Coordinate annotation entries
__________________________________________________

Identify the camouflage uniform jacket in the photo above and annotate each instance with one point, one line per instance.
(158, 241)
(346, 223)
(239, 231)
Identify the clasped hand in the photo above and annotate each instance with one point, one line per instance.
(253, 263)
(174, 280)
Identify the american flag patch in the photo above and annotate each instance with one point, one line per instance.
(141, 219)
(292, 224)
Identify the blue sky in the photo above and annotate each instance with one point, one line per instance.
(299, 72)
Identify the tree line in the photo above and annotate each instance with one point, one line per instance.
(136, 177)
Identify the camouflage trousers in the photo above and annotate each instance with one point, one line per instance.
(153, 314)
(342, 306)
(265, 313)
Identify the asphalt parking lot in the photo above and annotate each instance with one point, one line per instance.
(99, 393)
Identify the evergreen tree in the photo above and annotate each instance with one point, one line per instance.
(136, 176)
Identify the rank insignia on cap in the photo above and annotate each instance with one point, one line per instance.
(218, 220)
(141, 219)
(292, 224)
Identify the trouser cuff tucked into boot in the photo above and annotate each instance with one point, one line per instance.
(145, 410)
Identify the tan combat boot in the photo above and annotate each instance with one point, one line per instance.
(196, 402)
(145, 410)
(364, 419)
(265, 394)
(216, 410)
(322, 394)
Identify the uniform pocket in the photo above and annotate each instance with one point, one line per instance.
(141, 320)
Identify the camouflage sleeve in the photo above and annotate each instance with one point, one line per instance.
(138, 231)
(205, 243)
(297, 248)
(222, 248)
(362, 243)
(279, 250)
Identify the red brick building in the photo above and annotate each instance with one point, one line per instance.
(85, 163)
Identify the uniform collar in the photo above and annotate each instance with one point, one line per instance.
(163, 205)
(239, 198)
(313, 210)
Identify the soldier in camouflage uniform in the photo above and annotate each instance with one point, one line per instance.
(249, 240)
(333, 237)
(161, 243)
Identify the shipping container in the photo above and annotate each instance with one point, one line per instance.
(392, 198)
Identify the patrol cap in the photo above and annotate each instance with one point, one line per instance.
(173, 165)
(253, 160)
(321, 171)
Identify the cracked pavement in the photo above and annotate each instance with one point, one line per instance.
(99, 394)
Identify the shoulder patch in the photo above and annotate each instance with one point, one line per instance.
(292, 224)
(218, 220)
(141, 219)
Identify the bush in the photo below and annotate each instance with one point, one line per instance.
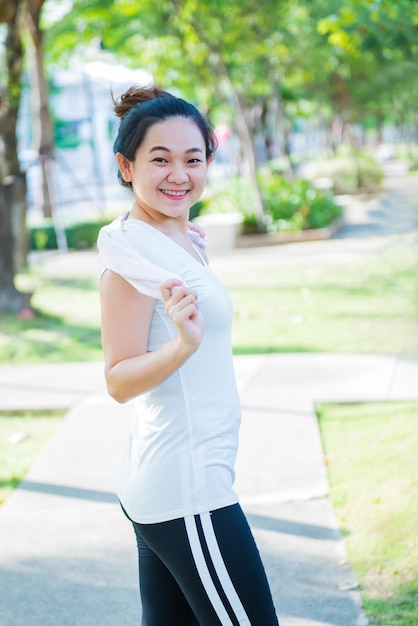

__________________________________________________

GOAL: Rewrite the stretch from the line containing "Identify the shipping" through the end of the material, substituting "mark" for every occurrence of "annotate" and leaving all else as it is. Omit the picture from your answer.

TASK SOLUTION:
Identify the shipping container in the photo above and mark each instance with one point, one line per instance.
(392, 198)
Identify the patrol cap in the photo above and mark each instance with one point, one line per instance.
(173, 165)
(253, 160)
(321, 171)
Identify the cracked pavement in the photo above and mark each instance with one point, one line per instance.
(99, 394)
Identify the shoulder patch in the photo above and mark each instance with one point, one line per instance.
(292, 224)
(218, 220)
(141, 219)
Identify the bush in the photo below and mark each instance with one point, one line per instance.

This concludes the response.